- PC-98 cover art by Nobuteru Yūki
- Developers: Nihon Falcom Mantra (DOS) NEC (PC Engine CD-ROM²) Koei (SNES)
- Publishers: Nihon Falcom (PC-9801, FM Towns, PSP) Mantra (DOS) NEC (PC Engine CD-ROM²) Koei (SNES)
- Director: Yoshio Kiya
- Producer: Masayuki Kato
- Programmer: Yukio Takahashi
- Artists: Isutoshi Tsuyoshi Matsumuro Hidekazu Suzuki
- Composers: Tenmon Mieko Ishikawa
- Series: Brandish
- Platforms: PC-9801, FM Towns, Super NES, PC Engine CD-ROM²
- Release: NEC PC-9801, FM Towns JP: October 25, 1991; PC Engine CD-ROM² JP: June 17, 1994; SNES JP: June 25, 1994; NA: February 1995; Brandish Renewal JP: October 3, 1995;
- Genre: Action role-playing
- Mode: Single-player

= Brandish (video game) =

1991 video game

 is a 1991 action role-playing game developed and published by Nihon Falcom. Originally released in 1991 for the NEC PC-9801 and FM Towns, it was later ported to the Super NES and PC Engine CD-ROM² in the mid 1990s, including an expanded re-release titled Brandish Renewal. The game was the first in the Brandish series and was followed by three sequels. A remake, Brandish: The Dark Revenant, was released for the PlayStation Portable in Japan in 2009 and worldwide in 2015.

==Gameplay==

PC-98 version screenshot

Brandish is a top-down view dungeon crawler game. The original version of the game uses mouse controls from a real-time overhead view, where the player can move the warrior character Ares (known as Varik in the English version of the SNES port) forward and backward, turn, strafe, and attack by clicking on boxes surrounding the player character. The player's objective is to escape from a labyrinth of over 40 floors in 5 different areas such as the 'Ruins', 'Tower', 'Cave', 'Dark Zone', and 'Fortress', each filled with various monsters, traps and puzzles.

Brandish: The Dark Revenant turns the game's female antagonist Dela Delon (known as Alexis in the English version of the SNES port) into an optional alternate player character. Dela, a magician, plays differently from the protagonist, Ares the warrior. The game's "Dela Mode" is shorter (lasting about 10 hours as compared to some 20 hours with Ares) but harder than the main scenario.

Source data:
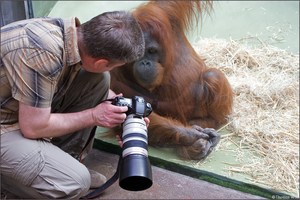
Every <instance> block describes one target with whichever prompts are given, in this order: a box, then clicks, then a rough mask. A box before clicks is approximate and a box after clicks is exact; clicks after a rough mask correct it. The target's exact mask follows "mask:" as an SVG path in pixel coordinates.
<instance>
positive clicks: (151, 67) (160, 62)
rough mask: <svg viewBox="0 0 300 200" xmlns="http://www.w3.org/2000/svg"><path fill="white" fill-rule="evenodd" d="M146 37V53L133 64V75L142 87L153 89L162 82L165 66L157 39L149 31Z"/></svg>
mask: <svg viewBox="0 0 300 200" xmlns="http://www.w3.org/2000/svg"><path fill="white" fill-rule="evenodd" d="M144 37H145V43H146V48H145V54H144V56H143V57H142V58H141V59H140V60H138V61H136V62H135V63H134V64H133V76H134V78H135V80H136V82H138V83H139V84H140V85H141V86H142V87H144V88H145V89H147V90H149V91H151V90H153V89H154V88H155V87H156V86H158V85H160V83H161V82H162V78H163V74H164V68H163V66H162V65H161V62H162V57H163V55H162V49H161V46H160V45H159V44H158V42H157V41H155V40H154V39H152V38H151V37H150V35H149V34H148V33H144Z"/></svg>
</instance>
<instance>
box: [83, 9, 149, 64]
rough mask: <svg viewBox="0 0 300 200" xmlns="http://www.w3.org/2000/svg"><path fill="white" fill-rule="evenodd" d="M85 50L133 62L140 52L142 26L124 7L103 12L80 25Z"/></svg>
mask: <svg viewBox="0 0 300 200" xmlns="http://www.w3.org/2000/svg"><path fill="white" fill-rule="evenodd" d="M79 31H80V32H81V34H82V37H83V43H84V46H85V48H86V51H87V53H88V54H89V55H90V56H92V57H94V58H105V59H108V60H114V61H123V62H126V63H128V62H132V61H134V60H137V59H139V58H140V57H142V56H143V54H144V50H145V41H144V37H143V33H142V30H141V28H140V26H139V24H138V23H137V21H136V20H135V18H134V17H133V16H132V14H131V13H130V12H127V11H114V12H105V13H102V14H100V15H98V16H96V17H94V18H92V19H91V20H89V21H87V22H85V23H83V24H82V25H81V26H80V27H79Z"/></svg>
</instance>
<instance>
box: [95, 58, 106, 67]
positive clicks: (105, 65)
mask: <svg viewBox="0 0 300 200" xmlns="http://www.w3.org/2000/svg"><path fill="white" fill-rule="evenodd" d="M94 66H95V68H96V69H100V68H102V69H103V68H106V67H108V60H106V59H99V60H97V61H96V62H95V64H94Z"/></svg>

* * *

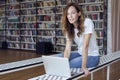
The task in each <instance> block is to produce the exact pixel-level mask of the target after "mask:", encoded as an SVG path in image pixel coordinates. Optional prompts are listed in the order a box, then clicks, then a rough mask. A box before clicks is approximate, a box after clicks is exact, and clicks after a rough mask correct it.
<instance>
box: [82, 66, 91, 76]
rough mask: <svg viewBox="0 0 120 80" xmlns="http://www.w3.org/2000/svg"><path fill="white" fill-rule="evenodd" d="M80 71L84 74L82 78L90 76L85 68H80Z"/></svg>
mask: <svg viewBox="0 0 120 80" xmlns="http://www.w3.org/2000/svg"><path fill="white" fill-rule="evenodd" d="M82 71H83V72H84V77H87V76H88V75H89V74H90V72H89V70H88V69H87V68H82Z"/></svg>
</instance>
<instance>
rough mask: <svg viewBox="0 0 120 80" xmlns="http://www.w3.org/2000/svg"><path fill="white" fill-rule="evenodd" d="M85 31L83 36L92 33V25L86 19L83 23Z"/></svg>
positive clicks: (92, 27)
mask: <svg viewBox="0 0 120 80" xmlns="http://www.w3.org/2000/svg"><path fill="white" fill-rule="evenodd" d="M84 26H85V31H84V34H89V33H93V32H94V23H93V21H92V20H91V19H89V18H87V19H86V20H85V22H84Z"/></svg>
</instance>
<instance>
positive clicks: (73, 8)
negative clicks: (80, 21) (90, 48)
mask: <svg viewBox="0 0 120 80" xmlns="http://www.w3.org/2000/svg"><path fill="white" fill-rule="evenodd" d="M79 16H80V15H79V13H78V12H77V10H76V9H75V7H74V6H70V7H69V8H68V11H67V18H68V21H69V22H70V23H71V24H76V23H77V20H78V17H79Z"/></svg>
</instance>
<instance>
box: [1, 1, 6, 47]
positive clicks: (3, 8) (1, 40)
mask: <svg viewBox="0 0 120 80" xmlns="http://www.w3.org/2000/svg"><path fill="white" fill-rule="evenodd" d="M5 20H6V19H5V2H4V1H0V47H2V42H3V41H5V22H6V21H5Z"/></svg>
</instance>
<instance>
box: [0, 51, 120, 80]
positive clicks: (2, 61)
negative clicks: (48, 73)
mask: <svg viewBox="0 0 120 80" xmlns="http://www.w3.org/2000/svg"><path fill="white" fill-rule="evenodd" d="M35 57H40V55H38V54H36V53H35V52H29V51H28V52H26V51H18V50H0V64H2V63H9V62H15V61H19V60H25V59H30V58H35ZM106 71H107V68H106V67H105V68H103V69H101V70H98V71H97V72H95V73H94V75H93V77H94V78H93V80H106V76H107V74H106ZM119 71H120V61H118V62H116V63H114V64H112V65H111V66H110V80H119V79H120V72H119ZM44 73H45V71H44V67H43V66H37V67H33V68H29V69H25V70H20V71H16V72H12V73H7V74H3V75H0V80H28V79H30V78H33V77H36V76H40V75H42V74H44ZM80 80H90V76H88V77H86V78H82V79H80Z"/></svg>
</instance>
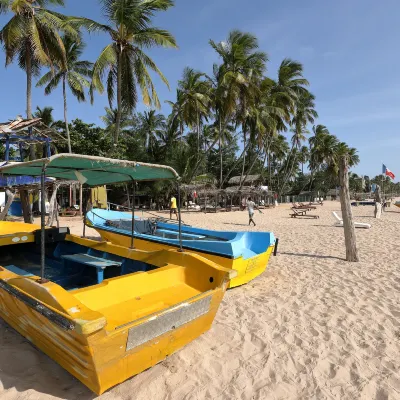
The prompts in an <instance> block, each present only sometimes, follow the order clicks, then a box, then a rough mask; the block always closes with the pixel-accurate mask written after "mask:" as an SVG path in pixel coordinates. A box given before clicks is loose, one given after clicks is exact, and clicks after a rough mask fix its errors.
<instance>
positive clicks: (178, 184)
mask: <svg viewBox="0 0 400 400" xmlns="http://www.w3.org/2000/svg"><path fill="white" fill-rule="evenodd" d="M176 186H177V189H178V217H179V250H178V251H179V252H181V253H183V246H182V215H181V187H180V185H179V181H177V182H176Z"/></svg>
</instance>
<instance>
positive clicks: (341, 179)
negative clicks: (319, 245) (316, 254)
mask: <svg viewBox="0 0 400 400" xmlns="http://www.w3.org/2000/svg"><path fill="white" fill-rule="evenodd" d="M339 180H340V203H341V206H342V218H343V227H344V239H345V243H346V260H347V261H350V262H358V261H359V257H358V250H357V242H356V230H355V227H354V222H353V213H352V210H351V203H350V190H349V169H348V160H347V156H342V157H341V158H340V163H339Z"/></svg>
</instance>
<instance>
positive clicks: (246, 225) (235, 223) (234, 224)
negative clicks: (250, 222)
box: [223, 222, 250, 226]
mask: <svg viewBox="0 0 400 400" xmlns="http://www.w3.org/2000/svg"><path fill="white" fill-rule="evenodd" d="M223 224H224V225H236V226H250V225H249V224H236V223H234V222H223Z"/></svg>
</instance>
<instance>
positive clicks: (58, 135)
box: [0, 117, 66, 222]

#### [The task]
Pick up the Brandish article after its final sentence and continue writing it. The records have no role in this.

#### [Response]
==Plot==
A long time ago, the small kingdom of Vittoria was built around a lofty tower, which pierced the sky. The people of the city, guarded by a mighty Dragon, lived in peace and abundance. However, King Bistalle, the ruler of Vittoria, desired to expand his kingdom and ordered the scholars to research the Tower. Soon he was brought a tome written in an ancient language. As they were deciphering the tome, some scholars feared that they might be laying their hands on the forbidden knowledge of the ancients. The tome reads: "The Great Guardian of Vittoria, the Dragon, and the Essence of Power lies in the top of the Tower; the one who possesses the Essence will possess all". Undaunted by these otherwise ominous words, Bistalle decided to make this Essence of Power his own. He secretly organized an army which soon attacked the Tower and overwhelmed the Dragon. But as Bistalle grasped at the Essence of Power, the Dragon gave up its own life to destroy it. The Essence, losing control, transformed the King into a hideous monster and sank the entire kingdom of Vittoria, including the great tower, under the ground. All people on the surface forgot about Vittoria and the Tower in its center, and a thousand years passed.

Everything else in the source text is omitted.